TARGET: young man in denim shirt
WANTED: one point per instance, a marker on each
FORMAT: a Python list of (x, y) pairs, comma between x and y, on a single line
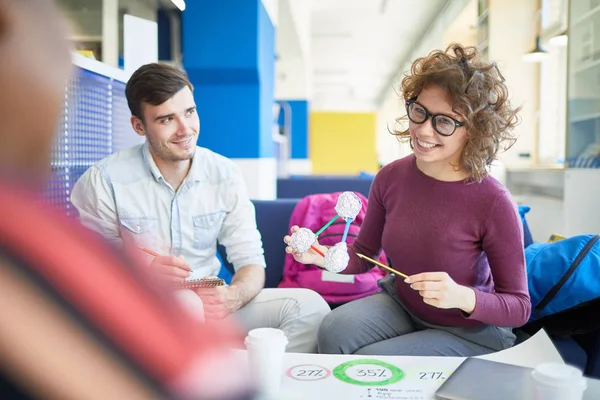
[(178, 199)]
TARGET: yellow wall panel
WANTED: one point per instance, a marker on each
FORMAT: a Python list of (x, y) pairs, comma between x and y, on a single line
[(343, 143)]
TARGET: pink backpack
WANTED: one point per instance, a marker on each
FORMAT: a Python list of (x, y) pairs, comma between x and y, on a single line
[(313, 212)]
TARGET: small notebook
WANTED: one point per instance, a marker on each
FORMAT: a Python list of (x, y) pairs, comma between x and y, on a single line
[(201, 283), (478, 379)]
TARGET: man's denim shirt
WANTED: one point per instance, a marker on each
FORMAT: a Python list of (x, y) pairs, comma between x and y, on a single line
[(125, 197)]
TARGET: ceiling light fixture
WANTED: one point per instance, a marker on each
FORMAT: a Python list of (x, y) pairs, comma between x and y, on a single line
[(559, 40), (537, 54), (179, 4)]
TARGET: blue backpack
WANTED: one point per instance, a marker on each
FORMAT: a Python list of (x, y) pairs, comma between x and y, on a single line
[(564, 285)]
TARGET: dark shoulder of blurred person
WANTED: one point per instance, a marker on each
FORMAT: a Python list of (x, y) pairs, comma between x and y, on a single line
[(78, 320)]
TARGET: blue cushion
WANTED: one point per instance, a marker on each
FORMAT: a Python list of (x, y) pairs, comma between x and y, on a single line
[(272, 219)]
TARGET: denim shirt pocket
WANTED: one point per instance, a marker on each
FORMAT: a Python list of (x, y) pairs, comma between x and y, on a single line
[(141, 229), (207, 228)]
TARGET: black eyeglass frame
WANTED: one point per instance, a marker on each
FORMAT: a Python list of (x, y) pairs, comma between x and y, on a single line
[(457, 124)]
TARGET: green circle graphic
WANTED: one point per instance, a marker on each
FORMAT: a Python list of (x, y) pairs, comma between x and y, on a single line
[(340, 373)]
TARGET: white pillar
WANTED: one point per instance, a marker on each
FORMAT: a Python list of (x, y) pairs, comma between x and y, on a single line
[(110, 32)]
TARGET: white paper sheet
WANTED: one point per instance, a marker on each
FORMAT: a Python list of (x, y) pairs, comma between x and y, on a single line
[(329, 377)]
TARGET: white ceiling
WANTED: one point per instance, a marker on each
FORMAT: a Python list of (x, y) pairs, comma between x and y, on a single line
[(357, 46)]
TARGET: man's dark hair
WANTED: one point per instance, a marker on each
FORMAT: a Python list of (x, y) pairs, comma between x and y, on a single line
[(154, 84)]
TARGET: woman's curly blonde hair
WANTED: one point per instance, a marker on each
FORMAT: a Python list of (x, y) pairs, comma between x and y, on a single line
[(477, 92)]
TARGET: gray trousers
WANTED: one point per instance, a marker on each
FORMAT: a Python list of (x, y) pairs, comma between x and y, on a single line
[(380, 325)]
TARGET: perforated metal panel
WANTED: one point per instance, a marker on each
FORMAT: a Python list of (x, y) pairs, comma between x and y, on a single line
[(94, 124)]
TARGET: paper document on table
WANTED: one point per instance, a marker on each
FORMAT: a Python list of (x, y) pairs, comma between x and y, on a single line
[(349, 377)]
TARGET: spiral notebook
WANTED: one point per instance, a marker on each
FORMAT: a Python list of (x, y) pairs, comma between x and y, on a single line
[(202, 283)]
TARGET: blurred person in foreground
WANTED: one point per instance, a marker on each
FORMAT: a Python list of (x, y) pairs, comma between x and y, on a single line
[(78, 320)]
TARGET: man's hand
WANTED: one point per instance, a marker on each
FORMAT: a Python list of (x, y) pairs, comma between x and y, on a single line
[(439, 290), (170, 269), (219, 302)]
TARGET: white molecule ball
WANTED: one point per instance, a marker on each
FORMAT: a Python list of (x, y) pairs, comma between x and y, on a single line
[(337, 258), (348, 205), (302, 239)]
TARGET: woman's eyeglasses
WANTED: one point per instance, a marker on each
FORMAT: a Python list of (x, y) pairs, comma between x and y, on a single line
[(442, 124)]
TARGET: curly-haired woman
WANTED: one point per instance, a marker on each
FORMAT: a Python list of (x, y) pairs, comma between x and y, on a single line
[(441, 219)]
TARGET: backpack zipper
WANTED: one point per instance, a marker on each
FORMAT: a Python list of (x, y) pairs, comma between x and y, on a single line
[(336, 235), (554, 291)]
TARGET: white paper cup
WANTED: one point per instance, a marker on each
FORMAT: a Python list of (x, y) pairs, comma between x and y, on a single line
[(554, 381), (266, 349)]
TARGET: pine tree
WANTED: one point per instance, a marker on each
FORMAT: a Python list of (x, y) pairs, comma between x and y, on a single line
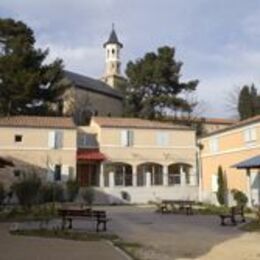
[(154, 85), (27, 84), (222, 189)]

◇ ◇ ◇ ◇

▶ _Objective_: Reproduce every row above verbatim, omitting the pictures.

▶ _Solution for this task_:
TARGET: young man in denim shirt
WANTED: one point per instance, a marker on each
FORMAT: a Python list of (x, y) pairs, comma between x and y, on a single line
[(178, 199)]
TARGET: yellow wall panel
WANTED: one point per instance, a marker on each
FORMAT: a Python list of (x, y) pairs, comma between x and y, on a single line
[(343, 143)]
TARGET: pink backpack
WANTED: one point per instance, a marker on each
FORMAT: a Python list of (x, y) pairs, comma between x and y, on a single line
[(313, 212)]
TARGET: small notebook
WANTED: one point per instance, a marker on each
FORMAT: a Python list of (x, y) pairs, comma between x and y, on a single line
[(201, 283), (478, 379)]
TARGET: man's denim shirt
WANTED: one point per instance, a marker on each
FORMAT: a Python list of (x, y) pairs, comma between x and y, on a single line
[(125, 197)]
TARGET: ceiling light fixture
WANTED: one point per instance, a marker on each
FORMAT: a Python list of (x, y) pairs, comma between x and y, on a single line
[(559, 40), (537, 54), (179, 4)]
TARGET: blue backpack
WANTED: one point per instance, a marker on each
FORMAT: a Python list of (x, y) pairs, comma between x and y, on a single line
[(564, 285)]
TARGET: dark shoulder of blurred person
WANTED: one point per instance, a marker on each
FORMAT: a Python list of (x, y) pairs, comma between x and y, on a single line
[(78, 320)]
TARGET: blue cushion
WANTED: one point per instance, a marker on each
FORMAT: a Python list of (x, y) pairs, comma between x and y, on a single line
[(272, 219)]
TARGET: denim shirt pocket
WANTED: one point per instance, a marker on each
FORMAT: a Python list of (x, y) pairs, comma between x and y, on a single line
[(141, 229), (207, 228)]
TARGET: black eyeglass frame
WANTED: one point per instance, a marker on each
FORMAT: a Python list of (x, y) pairs, comma between x and y, on a single line
[(457, 124)]
TARGET: green circle graphic
WANTED: one point per instance, a marker on each
FORMAT: a Python list of (x, y) pairs, comma between x and y, on a single line
[(340, 373)]
TARGET: white pillar
WANTED: one point per instance, a marker on each
FORMAT: a Python list of (x, y) pairs, comma between x and y, on a single line
[(110, 32)]
TARGET: white paper sheet
WANTED: one point per instance, a marker on each
FORMAT: a Python list of (x, y) pairs, comma between x and y, on a single line
[(329, 377)]
TARGET: white ceiling
WANTED: one point per instance, a marker on each
FORMAT: a Python list of (x, y) pairs, comma between x and y, on a single line
[(357, 46)]
TARGET: man's dark hair
WANTED: one point per instance, a marker on each
FORMAT: a Python list of (x, y) pairs, comma between x and y, on a single line
[(154, 84)]
TARGET: woman's curly blonde hair
WANTED: one point per instance, a marker on each
FORMAT: a Python list of (x, y) pairs, comma between x and y, on a single line
[(477, 92)]
TARGET: gray trousers
WANTED: one point per instance, a marker on each
FORMAT: a Python list of (x, y) pairs, comma between x and y, on a single line
[(380, 325)]
TARGET: perforated metal panel
WANTED: one point per instance, a marker on each
FORMAT: a Python list of (x, y) pairs, comma between x and y, on a single line
[(94, 124)]
TARGET: paper document on table
WANTED: one point per instance, a marker on each
FORMAT: a Python list of (x, y) pairs, comma between x and y, on a single line
[(349, 377)]
TARGET: spiral notebook
WANTED: one point per instance, a marker on each
FORMAT: a Python list of (x, y) pairs, comma between x and y, on a single line
[(202, 283)]
TARGET: blurred person in foreground
WANTED: one point per instance, a marker on each
FORMAT: a Python list of (x, y) pairs, comma between x and y, on a single line
[(78, 320)]
TARGET: man's hand
WANTED: one point per instance, a marker on each
FORMAT: a Python list of (x, y) pairs, comma between x and y, on a single line
[(439, 290), (170, 269), (219, 302)]
TARGET: white molecule ball
WANTED: one point per instance, a marker on each
FORMAT: a Python list of (x, y) pairs, comma between x and y, on a single line
[(337, 258), (348, 205), (302, 239)]
TARGET: woman's eyeglasses
WANTED: one point per instance, a marker on each
FORMAT: a Python list of (x, y) pairs, comma between x and y, on a single line
[(442, 124)]
TARGET: curly-haired woman
WANTED: one point per instance, a marker on each
FORMAT: a Python list of (x, y) pairs, comma between x and y, on a single line
[(441, 219)]
TARGET: backpack zipper
WANTED: one point per instance, a marker on each
FORMAT: a Python list of (x, y) pairs, comma between x and y, on a single line
[(336, 235), (554, 291)]
TARGET: white paper cup
WANTED: one point per instance, a marker on each
FORMAT: a Python list of (x, y) pairs, comma between x and y, on a single line
[(554, 381), (266, 349)]
TARGET: pine tree
WANTED: one point per instance, a marker on each
FORMAT: a Python list of (x, y) pairs, comma between x and y, on a single line
[(154, 85), (27, 84), (222, 189)]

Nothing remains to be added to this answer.